INPUT FOR THIS TASK
Segment Open

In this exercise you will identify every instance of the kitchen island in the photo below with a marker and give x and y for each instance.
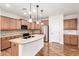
(27, 47)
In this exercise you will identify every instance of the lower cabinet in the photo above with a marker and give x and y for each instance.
(71, 39)
(5, 43)
(0, 44)
(14, 48)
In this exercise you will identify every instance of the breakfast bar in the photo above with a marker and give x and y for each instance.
(27, 47)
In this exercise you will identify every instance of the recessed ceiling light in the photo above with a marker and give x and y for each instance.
(8, 5)
(25, 13)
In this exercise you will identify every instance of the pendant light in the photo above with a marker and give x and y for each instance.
(37, 14)
(41, 17)
(30, 20)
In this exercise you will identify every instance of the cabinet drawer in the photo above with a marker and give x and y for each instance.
(14, 48)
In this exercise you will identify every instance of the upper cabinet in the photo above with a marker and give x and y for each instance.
(70, 24)
(7, 23)
(45, 22)
(4, 23)
(13, 24)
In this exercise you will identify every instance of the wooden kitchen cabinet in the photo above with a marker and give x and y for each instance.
(14, 48)
(71, 39)
(18, 24)
(66, 39)
(45, 22)
(70, 24)
(37, 26)
(66, 24)
(5, 43)
(74, 39)
(13, 24)
(0, 44)
(4, 21)
(73, 24)
(33, 25)
(7, 23)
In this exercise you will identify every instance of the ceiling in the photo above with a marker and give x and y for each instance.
(49, 9)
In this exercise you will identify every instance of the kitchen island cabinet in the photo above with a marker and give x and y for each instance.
(27, 47)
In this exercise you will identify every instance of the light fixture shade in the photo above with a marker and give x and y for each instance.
(30, 20)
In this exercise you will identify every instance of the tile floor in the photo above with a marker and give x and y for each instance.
(51, 49)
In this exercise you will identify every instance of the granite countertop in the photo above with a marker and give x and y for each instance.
(2, 36)
(28, 40)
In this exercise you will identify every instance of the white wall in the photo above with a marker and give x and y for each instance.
(56, 29)
(11, 15)
(70, 16)
(71, 32)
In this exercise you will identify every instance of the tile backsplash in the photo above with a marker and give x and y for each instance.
(12, 33)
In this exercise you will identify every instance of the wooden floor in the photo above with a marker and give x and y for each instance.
(51, 49)
(55, 49)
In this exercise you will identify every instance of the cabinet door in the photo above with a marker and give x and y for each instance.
(5, 43)
(67, 39)
(14, 48)
(45, 22)
(32, 25)
(0, 22)
(0, 44)
(13, 24)
(4, 23)
(66, 24)
(73, 24)
(29, 25)
(18, 24)
(74, 40)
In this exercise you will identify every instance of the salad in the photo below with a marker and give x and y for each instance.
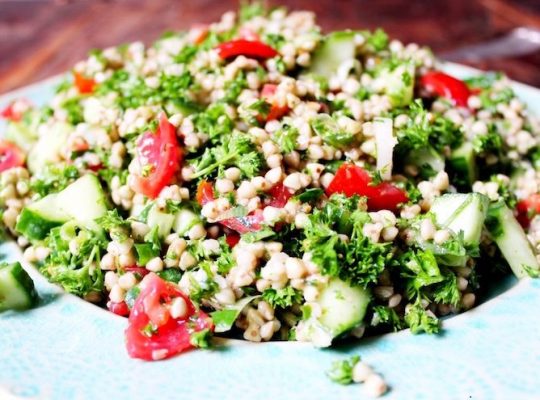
(257, 178)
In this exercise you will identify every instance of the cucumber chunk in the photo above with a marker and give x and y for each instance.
(427, 160)
(398, 83)
(336, 48)
(343, 307)
(17, 290)
(185, 220)
(83, 201)
(463, 162)
(461, 212)
(162, 220)
(47, 148)
(511, 240)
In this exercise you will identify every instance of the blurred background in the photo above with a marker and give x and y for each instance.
(40, 38)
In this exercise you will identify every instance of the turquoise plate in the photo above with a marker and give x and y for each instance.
(69, 349)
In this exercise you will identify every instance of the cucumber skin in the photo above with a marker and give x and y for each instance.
(511, 239)
(328, 305)
(19, 275)
(326, 59)
(34, 226)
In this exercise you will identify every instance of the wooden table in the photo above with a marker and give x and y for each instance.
(40, 38)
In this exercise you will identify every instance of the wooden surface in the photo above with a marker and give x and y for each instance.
(40, 38)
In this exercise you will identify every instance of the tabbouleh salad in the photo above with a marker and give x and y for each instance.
(260, 179)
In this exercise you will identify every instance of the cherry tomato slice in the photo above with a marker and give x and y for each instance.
(118, 308)
(152, 334)
(248, 34)
(527, 209)
(279, 195)
(447, 86)
(351, 179)
(232, 239)
(10, 156)
(248, 48)
(83, 84)
(205, 193)
(15, 110)
(161, 156)
(276, 111)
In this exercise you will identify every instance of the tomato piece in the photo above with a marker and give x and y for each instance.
(10, 156)
(137, 270)
(252, 222)
(83, 84)
(351, 179)
(198, 33)
(280, 195)
(248, 48)
(249, 223)
(232, 239)
(205, 193)
(152, 333)
(15, 110)
(444, 85)
(276, 111)
(160, 154)
(118, 308)
(527, 209)
(248, 34)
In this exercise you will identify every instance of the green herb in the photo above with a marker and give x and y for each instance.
(224, 319)
(187, 54)
(214, 122)
(377, 40)
(310, 195)
(171, 274)
(388, 316)
(77, 273)
(201, 339)
(285, 137)
(74, 110)
(236, 150)
(418, 320)
(327, 128)
(250, 9)
(282, 298)
(358, 260)
(53, 178)
(257, 236)
(131, 296)
(341, 370)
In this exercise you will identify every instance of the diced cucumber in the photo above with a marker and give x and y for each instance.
(427, 160)
(17, 290)
(162, 220)
(185, 220)
(398, 83)
(463, 162)
(343, 308)
(462, 212)
(511, 239)
(336, 48)
(83, 201)
(37, 219)
(46, 150)
(21, 134)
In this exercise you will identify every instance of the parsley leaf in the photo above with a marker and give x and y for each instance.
(341, 370)
(282, 298)
(236, 150)
(418, 320)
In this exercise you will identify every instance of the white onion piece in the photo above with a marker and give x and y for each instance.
(385, 142)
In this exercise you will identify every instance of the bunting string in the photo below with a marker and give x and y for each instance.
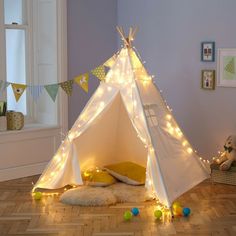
(67, 86)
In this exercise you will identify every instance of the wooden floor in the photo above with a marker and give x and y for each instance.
(213, 213)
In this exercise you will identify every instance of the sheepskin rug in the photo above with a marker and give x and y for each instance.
(104, 196)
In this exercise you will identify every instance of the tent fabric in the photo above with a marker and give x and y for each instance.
(127, 119)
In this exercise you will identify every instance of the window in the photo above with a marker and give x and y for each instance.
(16, 35)
(29, 49)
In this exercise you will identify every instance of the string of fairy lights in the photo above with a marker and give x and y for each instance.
(170, 117)
(85, 119)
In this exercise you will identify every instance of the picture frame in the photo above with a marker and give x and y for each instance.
(226, 67)
(208, 79)
(208, 51)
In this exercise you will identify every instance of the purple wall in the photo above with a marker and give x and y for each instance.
(92, 38)
(169, 37)
(169, 40)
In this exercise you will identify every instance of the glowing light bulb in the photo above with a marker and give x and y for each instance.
(71, 135)
(189, 150)
(100, 91)
(168, 117)
(102, 104)
(184, 143)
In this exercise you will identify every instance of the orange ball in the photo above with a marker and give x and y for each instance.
(178, 211)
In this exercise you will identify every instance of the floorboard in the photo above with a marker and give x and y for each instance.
(213, 213)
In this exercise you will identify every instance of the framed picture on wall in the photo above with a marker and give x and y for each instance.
(208, 79)
(226, 67)
(208, 51)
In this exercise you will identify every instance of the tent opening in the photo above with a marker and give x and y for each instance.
(111, 138)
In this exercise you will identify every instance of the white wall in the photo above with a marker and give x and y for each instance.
(169, 38)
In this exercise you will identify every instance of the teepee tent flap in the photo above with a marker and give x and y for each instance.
(127, 104)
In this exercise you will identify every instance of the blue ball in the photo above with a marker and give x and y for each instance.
(135, 211)
(186, 211)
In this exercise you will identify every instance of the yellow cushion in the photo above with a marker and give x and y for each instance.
(100, 178)
(128, 172)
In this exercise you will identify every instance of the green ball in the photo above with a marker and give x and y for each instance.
(158, 214)
(38, 195)
(128, 215)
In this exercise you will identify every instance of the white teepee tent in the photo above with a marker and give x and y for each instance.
(127, 119)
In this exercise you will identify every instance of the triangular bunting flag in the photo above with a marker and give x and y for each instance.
(18, 90)
(52, 90)
(99, 72)
(67, 86)
(35, 91)
(82, 81)
(110, 62)
(230, 66)
(3, 85)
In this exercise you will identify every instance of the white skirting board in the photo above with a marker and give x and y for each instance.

Segment Closed

TRY IT
A word-for-word copy of all the data is required, minus the pictures.

EXPECTED ANSWER
In this exercise you will identify every instance of the kitchen island in the photo below with a marker and give x and y for each instance.
(27, 47)
In this exercise you will identify every instance of the lower cabinet in the photo above with a marker and give x and y for each instance.
(71, 39)
(5, 43)
(0, 44)
(14, 48)
In this exercise you will identify every instance of the breakfast bar in the photo above with a marker and give x and y for each instance.
(27, 47)
In this exercise you will identify every instance of the recessed ceiling light in the photo above with a marker and give x and y for each instance.
(8, 5)
(25, 13)
In this exercise you will identify every instance of the pendant light in the photo above with a marker and give x and y for each instance.
(37, 14)
(41, 17)
(30, 20)
In this exercise you will identify every instance of the cabinet drawer in the photo above with a marker and give x and y for each instance.
(14, 48)
In this exercise you will identify every instance of the upper cabinet in the photo above with a marker and give x and y for each instance.
(70, 24)
(7, 23)
(45, 22)
(4, 23)
(13, 24)
In this exercise you will identify every instance of the wooden kitchen cabinet in the photo above with a marker and give x and y for each instance.
(14, 48)
(71, 39)
(18, 24)
(66, 39)
(45, 22)
(70, 24)
(37, 26)
(66, 24)
(5, 43)
(74, 39)
(13, 24)
(0, 44)
(4, 21)
(73, 24)
(33, 25)
(7, 23)
In this exercise you will identify every instance of the ceiling in the photo above with a marker and give x and y for each instance.
(49, 9)
In this exercise you will identify every instance of the kitchen island cabinet in the photo above with a marker and give x and y for each instance.
(27, 47)
In this exercise you will identify every instance of the light fixture shade in the photo above with a marker and give x and y for each instance.
(30, 20)
In this exercise you will identify every instance of the tile floor in the photo above with a marker and give x and y for each instance.
(51, 49)
In this exercise you will identify every instance of the granite countertop in the photo above with a marker and give x and y for each instance.
(2, 36)
(28, 40)
In this exercise you will identify every instance of the white wall in the photo above with a marker and give x and y for each instance.
(56, 29)
(11, 15)
(70, 16)
(71, 32)
In this exercise you will identify every instance of the tile backsplash in the photo above with a marker and give x and y for each instance.
(12, 33)
In this exercise you will identify every instance of the wooden floor in the photo above with a marker and give x and y for each instance.
(51, 49)
(55, 49)
In this exercise you will identify every instance of the cabinet door in the photo above with a marker and give x and y for each instance.
(5, 43)
(67, 39)
(14, 48)
(45, 22)
(32, 25)
(0, 22)
(0, 44)
(13, 24)
(4, 23)
(66, 24)
(73, 24)
(29, 25)
(18, 24)
(74, 40)
In this exercise you will identify every instance of the salad in the photo below with a marker and give x and y for each instance.
(257, 178)
In this exercise you will identify every instance of the cucumber chunk in the photo above with a marker and give x and y for each instance.
(427, 160)
(398, 83)
(336, 48)
(343, 307)
(17, 290)
(185, 220)
(83, 201)
(463, 162)
(461, 212)
(162, 220)
(47, 148)
(511, 240)
In this exercise you will identify every instance of the blurred background in the photo above with a marker and give x and y for each instance.
(40, 38)
In this exercise you will identify every instance of the turquoise plate in the photo above with a marker and give x and y for each instance.
(69, 349)
In this exercise you will identify every instance of the cucumber skin in the photo above with a marker and give x and y for each instance.
(511, 239)
(328, 305)
(19, 275)
(326, 59)
(34, 226)
In this exercise you will identify every instance of the wooden table in the photo above with a marker and give x and y for each instance.
(40, 38)
In this exercise you will identify every instance of the wooden surface in the photo above with a marker and give x and y for each instance.
(40, 38)
In this exercise you will identify every instance of the tabbouleh salad in the photo above with a marker and give x and y for each instance.
(260, 179)
In this exercise you will identify every instance of the cherry tomato slice in the photo above with a marker and give x and y for each instance.
(118, 308)
(152, 334)
(248, 34)
(527, 209)
(279, 195)
(447, 86)
(351, 179)
(232, 239)
(10, 156)
(248, 48)
(83, 84)
(205, 193)
(15, 110)
(161, 156)
(276, 111)
In this exercise you will identify every instance of the tomato piece in the photo above with a marker and give x and y for each instance.
(10, 156)
(137, 270)
(252, 222)
(83, 84)
(351, 179)
(198, 33)
(280, 195)
(248, 48)
(249, 223)
(232, 239)
(205, 193)
(152, 333)
(15, 110)
(444, 85)
(276, 111)
(160, 154)
(118, 308)
(527, 209)
(248, 34)
In this exercise you will identify every instance of the green herb in the photo above with a marker and give x and y for each instance.
(224, 319)
(187, 54)
(214, 122)
(377, 40)
(310, 195)
(171, 274)
(388, 316)
(77, 273)
(201, 339)
(285, 137)
(74, 110)
(236, 150)
(418, 320)
(327, 128)
(250, 9)
(282, 298)
(358, 260)
(53, 178)
(257, 236)
(131, 296)
(341, 370)
In this exercise you will identify every instance of the diced cucumber in the photo above with a marker and give x and y for each instance.
(427, 160)
(17, 290)
(162, 220)
(185, 220)
(398, 83)
(463, 162)
(343, 308)
(462, 212)
(511, 239)
(336, 48)
(83, 201)
(37, 219)
(46, 150)
(21, 134)
In this exercise you will identify every instance of the parsley leaf in the photo above with a marker and give x and y for each instance.
(341, 370)
(282, 298)
(236, 150)
(418, 320)
In this exercise you will identify every instance of the white onion piece in the photo above with a marker and give x and y for each instance.
(385, 142)
In this exercise you will identify every instance of the bunting string in the photo below with a marker and give x and y for each instance.
(67, 86)
In this exercise you will identify every instance of the wooden floor in the photo above with a marker and give x and y for each instance.
(213, 213)
In this exercise you will identify every instance of the sheepskin rug in the photo above with a marker and give x and y for each instance.
(104, 196)
In this exercise you will identify every instance of the tent fabric in the photo above with a marker and give x and y for each instance.
(127, 119)
In this exercise you will identify every instance of the window in the photo above with a marker and give x and y for each instance.
(16, 35)
(29, 49)
In this exercise you will identify every instance of the string of fairy lights in the photo above with a marker and give x and y for each instance.
(170, 117)
(85, 119)
In this exercise you will identify every instance of the picture frame in the photo above with a marker and give x and y for each instance.
(226, 67)
(208, 79)
(208, 51)
In this exercise you will identify every instance of the purple wall in the photo above with a marker and give x and y for each instance.
(92, 38)
(169, 37)
(169, 40)
In this exercise you will identify every instance of the glowing light bulb in the photo above with a marker and give x and y for each instance.
(71, 135)
(189, 150)
(100, 91)
(168, 117)
(102, 104)
(184, 143)
In this exercise you will identify every instance of the orange ball in the photo above with a marker and give x and y for each instance.
(178, 211)
In this exercise you will identify every instance of the floorboard in the photo above with a marker and give x and y for each instance.
(213, 213)
In this exercise you will identify every instance of the framed picture on wall in the photo above with a marker and give x and y for each instance.
(208, 79)
(226, 67)
(208, 51)
In this exercise you will identify every instance of the tent opening in the photo above with a marker and give x and y for each instance.
(111, 138)
In this exercise you will identify every instance of the white wall in the photo above with a marker and give x and y for each instance.
(169, 38)
In this exercise you will identify every instance of the teepee tent flap in the photo above with a marker and give x and y for each instance.
(127, 104)
In this exercise you will identify every instance of the blue ball in the photo above with a marker and give x and y for each instance.
(135, 211)
(186, 211)
In this exercise you will identify every instance of the yellow cushion in the photo above with a marker and give x and y for each instance.
(100, 178)
(128, 172)
In this exercise you will identify every instance of the green ball in the photo above with a marker and give x and y for each instance.
(158, 214)
(38, 195)
(128, 215)
In this exercise you will identify every instance of the white teepee tent in the photo above with a marker and give x and y for each instance.
(127, 119)
In this exercise you will identify every instance of the triangular bunting flag in the photo above with a marker and give x and y for each instance.
(18, 90)
(52, 90)
(99, 72)
(67, 86)
(35, 91)
(82, 81)
(110, 62)
(230, 66)
(3, 85)
In this exercise you will identify every instance of the white skirting board in the photo above with a marker and give x and y for each instance.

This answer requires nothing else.